> _Given text_:
☆ ☆ ☆

# invisible fence question



## landdweller (Mar 12, 2011)

I have 3 huge dogs. They are as follows- 6 yr old english mastiff 175 lbs, 9 yr old neopolitan mastiff 160 lbs, and a 2 yr old saint baernard pushing 200 lbs. These dogs are all fixed and were all rescues/ adoptions and were older when I got them. I do not know if they have ever been around and underground invisible fence or not. Do you think a fence like this would work well with such large dogs? My english listens well, my neo listens sometimes, and my saint totally ignores everything I say unless I tell him its time to eat. WHat do u think? IF this woud not work any suggestions. I dont want a cahin link fence( they can jump a 6 ft. fence if they have a good head start. I really dont want privacy fence cause it would mess up the pretty views from our property. I want to keep them confined because our property has neighbors and I heard other dogs barking and chickens crowing. I dont want my dogs to wonder off and be a nuicance to the nieghbors.


----------



## oregon woodsmok (Dec 19, 2010)

They might respect it. You might have a problem with the thick coat on the St insulating so the collar doesn't shock.

I don't like invisible fence because it doesn't keep other animals and people out, which is more than half the job of a regular fence. However, invisible fence works quite well in combination with a regular fence to discourage jumpers.

Any dog with enough motivation will run through an invisible fence. How much do your dogs enjoy running and chasing? Are they afraid of loud noises? If so, they very well might not stay inside the invisible fence.


----------



## landdweller (Mar 12, 2011)

My dogs are pretty much not afraid of much. The saint is afraid of thunder storms. The english is afraid of passing cars, but the neo is old and could care less about everything.lol I dont hink it would be a problem keeping people out cause our dogs are very protective of our yard and house.They like to run and chase each other. Our saint is the one I am worried about the most cause he is stubborn and doesnt listen very well. He has selective hearing.He is only a year old. He thinks all dogs like him and want to play. WE were thinking about putting long leads down areas of the propert with a pully typy thing on it and that way they can run but not be chained to a tree or anything util they get used to the property and know where they can and cant go.

☆ ☆ ☆

> _Tasks and exercises_:
1. From the invisible fence thread, print the passage starting at "They might respect" and ending at "to discourage jumpers.".
2. Translate this sentence from the invisible fence thread into Spanish: "Any dog with enough motivation will run through an invisible fence."

Stored records:
☆ ☆ ☆

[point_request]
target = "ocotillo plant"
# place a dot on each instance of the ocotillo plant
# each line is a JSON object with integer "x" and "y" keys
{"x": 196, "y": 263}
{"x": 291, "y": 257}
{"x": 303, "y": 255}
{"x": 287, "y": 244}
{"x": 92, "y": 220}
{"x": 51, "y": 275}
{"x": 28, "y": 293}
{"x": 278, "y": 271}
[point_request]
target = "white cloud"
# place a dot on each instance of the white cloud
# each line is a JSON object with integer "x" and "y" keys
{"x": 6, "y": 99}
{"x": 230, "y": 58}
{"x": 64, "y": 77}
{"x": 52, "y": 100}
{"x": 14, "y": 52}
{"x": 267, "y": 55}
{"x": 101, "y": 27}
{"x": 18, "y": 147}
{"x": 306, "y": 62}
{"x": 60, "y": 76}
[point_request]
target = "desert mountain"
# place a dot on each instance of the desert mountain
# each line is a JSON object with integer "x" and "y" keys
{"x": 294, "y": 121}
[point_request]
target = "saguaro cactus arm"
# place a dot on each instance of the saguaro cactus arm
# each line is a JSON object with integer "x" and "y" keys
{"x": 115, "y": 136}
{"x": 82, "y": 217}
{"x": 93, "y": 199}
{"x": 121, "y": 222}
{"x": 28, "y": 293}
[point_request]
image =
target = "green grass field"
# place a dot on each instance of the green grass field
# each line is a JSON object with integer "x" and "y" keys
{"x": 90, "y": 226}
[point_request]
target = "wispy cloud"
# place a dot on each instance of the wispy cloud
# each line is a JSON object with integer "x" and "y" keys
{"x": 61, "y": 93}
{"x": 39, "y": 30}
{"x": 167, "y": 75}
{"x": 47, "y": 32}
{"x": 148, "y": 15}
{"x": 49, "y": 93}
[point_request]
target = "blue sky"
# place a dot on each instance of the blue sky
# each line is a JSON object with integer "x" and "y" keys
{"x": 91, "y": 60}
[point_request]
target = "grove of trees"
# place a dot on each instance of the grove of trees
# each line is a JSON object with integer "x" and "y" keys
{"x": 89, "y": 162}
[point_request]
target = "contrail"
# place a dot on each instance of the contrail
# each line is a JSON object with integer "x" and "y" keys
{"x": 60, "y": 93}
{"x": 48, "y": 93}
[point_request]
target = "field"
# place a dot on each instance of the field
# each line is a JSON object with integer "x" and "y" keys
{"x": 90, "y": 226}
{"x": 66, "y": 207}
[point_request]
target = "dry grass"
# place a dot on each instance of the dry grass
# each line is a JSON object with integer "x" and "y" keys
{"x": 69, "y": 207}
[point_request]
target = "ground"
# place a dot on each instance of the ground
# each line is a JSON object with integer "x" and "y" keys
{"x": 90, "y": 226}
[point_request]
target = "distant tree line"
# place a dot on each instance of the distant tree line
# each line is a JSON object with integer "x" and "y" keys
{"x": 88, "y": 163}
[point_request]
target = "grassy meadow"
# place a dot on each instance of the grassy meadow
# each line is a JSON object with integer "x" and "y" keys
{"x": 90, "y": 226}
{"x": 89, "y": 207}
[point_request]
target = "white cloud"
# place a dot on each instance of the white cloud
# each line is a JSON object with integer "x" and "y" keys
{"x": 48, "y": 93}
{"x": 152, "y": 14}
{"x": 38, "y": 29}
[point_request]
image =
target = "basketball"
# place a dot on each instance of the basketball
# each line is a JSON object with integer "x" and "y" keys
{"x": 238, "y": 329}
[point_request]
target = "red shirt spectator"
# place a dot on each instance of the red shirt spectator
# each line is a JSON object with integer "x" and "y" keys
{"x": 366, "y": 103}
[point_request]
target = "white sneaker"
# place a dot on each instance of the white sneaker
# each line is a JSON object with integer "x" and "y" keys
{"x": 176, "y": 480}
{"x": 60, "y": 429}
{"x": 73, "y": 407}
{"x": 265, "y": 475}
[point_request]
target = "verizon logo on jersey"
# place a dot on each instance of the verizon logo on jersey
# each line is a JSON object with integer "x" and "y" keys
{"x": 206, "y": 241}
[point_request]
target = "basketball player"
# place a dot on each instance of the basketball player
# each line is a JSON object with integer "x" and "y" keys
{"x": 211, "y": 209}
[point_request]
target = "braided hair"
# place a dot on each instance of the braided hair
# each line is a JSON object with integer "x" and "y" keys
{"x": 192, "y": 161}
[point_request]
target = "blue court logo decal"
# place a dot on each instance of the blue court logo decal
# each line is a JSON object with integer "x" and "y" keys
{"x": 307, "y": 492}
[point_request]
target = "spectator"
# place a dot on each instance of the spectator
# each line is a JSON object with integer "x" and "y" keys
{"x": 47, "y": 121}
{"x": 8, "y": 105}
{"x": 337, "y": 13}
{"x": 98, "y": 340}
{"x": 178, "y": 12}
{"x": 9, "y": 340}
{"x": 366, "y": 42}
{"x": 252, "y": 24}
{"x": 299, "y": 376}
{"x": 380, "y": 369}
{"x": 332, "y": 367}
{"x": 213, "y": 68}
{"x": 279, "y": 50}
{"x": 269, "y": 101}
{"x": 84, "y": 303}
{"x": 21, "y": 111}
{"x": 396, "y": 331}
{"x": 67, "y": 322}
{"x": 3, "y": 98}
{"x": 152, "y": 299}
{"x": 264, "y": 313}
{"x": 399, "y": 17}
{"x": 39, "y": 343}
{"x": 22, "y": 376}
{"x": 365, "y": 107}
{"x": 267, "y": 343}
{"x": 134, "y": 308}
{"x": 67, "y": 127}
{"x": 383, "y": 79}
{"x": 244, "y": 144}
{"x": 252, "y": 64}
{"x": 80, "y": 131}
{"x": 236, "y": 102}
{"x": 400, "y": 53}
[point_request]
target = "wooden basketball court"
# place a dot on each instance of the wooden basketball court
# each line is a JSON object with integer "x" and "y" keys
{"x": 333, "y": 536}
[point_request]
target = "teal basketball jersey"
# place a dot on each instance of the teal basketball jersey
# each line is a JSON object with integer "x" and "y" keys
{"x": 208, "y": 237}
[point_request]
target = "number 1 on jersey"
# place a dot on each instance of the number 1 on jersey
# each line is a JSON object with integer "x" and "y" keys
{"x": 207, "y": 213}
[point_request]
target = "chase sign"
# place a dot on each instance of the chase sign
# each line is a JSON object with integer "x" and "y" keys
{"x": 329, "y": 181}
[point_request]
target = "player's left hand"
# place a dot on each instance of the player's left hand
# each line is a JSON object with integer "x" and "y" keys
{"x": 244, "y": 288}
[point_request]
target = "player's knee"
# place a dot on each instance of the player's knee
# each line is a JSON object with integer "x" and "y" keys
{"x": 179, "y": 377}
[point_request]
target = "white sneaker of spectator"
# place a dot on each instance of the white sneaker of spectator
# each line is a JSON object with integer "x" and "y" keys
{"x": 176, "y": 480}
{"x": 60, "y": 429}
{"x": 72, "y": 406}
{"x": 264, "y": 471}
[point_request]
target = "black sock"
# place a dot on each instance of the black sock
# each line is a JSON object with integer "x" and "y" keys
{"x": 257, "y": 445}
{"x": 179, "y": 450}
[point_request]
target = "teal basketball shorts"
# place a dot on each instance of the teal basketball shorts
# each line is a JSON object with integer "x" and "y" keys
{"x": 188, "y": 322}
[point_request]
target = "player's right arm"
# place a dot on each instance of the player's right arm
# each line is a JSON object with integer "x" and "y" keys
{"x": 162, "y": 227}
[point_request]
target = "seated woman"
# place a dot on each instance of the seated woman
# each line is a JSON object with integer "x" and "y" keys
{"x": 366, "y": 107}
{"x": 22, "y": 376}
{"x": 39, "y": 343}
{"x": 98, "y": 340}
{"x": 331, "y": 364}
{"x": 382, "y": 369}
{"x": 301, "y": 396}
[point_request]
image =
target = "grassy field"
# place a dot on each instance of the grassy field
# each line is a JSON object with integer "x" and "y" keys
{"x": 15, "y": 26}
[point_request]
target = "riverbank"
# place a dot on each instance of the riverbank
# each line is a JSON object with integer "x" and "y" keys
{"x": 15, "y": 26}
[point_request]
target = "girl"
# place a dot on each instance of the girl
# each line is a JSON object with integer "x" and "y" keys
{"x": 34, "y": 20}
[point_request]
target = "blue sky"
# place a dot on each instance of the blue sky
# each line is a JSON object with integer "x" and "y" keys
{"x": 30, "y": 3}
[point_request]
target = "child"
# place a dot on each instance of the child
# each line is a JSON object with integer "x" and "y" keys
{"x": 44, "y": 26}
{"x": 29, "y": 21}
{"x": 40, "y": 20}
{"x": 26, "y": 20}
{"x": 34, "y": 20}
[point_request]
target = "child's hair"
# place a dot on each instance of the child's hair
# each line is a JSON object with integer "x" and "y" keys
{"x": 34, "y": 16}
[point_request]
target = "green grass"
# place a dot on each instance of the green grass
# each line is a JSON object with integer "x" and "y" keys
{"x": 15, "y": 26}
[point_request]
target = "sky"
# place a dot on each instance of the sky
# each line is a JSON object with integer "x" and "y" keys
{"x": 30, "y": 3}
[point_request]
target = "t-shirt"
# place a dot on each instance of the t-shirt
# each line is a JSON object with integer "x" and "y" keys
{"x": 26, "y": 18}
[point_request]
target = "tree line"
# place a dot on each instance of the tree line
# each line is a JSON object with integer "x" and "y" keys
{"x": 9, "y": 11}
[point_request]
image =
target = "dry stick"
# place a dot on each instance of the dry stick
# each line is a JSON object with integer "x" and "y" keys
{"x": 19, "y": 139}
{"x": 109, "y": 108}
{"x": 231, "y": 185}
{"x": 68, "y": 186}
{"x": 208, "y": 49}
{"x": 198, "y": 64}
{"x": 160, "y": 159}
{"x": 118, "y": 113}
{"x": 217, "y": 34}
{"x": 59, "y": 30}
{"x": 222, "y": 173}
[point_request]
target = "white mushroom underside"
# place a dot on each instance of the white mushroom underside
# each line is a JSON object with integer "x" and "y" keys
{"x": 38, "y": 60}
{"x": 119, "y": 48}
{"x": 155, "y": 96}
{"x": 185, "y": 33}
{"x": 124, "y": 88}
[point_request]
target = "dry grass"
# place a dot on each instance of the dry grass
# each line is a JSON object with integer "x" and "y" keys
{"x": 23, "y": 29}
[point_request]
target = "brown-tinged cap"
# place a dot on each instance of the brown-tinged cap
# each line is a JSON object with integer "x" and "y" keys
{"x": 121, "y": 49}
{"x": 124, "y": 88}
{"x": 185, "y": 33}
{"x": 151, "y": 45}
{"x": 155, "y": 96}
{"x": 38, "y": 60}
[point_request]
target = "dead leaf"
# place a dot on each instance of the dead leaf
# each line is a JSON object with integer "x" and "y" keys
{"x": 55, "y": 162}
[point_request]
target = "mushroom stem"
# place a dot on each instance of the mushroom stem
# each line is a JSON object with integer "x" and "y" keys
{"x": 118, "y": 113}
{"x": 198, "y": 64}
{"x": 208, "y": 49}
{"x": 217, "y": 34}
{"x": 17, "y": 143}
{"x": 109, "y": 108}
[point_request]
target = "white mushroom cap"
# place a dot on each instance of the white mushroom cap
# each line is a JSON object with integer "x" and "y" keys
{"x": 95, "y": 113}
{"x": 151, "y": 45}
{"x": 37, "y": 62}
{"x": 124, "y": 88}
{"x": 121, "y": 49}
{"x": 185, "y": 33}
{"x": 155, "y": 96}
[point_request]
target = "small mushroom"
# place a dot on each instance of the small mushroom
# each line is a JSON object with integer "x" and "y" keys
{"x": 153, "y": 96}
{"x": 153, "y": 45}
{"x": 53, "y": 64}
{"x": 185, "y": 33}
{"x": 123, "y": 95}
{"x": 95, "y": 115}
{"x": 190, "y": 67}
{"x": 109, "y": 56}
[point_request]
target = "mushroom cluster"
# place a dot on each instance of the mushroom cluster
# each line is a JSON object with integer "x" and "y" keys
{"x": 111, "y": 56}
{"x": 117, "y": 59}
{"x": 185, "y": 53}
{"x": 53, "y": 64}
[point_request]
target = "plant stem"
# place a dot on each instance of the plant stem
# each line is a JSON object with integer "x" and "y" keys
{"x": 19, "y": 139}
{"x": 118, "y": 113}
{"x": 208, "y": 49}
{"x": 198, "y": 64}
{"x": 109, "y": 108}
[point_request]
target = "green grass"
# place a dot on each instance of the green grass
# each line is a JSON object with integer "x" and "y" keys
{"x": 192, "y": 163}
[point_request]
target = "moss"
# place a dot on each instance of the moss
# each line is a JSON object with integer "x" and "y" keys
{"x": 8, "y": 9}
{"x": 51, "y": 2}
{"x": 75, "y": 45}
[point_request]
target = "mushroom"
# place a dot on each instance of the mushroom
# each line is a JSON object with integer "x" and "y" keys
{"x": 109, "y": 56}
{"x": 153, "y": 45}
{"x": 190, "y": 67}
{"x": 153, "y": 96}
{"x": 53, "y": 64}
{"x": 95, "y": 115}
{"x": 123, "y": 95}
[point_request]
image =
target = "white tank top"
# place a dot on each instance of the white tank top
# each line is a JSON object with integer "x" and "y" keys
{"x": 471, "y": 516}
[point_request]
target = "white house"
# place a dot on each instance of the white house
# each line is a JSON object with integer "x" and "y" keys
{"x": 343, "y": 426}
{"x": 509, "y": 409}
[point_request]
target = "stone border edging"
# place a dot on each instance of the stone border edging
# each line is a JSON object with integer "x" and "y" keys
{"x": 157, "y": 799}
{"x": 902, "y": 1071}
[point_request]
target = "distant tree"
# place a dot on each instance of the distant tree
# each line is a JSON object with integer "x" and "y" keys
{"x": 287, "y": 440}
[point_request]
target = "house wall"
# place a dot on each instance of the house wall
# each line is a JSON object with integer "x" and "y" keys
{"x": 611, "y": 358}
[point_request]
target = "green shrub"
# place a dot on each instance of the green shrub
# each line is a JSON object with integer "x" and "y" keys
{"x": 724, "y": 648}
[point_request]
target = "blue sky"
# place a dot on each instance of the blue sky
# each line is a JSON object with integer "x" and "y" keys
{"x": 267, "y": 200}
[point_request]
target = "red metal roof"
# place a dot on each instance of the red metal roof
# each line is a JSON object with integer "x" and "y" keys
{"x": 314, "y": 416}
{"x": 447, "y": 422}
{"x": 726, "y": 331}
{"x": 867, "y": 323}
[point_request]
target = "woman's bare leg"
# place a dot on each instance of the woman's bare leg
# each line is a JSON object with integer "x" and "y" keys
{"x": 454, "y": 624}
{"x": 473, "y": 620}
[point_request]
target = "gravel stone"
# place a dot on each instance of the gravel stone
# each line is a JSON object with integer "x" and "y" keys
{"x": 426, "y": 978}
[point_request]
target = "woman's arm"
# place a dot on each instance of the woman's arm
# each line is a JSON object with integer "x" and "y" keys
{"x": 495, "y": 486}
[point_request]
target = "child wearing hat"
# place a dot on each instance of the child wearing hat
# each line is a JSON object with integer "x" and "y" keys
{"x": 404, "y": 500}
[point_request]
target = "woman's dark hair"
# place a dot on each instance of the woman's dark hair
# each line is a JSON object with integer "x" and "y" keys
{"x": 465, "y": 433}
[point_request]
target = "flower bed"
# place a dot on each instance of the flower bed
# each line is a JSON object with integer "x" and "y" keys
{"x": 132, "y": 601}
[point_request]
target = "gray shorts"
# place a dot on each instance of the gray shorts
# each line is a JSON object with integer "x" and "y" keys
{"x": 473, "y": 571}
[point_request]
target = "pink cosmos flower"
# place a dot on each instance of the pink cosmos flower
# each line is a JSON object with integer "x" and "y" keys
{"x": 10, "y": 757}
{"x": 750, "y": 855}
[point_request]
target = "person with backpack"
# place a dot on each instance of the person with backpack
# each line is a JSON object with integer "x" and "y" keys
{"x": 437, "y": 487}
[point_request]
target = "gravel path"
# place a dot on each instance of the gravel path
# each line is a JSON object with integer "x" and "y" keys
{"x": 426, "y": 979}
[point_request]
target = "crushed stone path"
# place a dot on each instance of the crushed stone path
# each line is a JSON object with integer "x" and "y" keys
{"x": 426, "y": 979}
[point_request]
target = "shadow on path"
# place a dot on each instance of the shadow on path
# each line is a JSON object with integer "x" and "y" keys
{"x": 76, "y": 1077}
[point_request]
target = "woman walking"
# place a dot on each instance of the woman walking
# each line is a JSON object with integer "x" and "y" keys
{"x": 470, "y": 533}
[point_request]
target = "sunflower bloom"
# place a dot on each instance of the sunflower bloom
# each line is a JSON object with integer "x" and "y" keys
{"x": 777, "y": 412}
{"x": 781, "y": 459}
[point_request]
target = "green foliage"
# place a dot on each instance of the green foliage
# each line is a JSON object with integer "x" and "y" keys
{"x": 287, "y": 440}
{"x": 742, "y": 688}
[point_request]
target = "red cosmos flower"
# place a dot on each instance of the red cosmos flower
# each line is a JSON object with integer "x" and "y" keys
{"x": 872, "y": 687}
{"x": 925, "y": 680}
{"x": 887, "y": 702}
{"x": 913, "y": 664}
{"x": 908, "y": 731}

☆ ☆ ☆

> _Solutions to the tasks_:
1.
They might respect it. You might have a problem with the thick coat on the St insulating so the collar doesn't shock.

I don't like invisible fence because it doesn't keep other animals and people out, which is more than half the job of a regular fence. However, invisible fence works quite well in combination with a regular fence to discourage jumpers.

2. Cualquier perro con suficiente motivación atravesará corriendo una cerca invisible.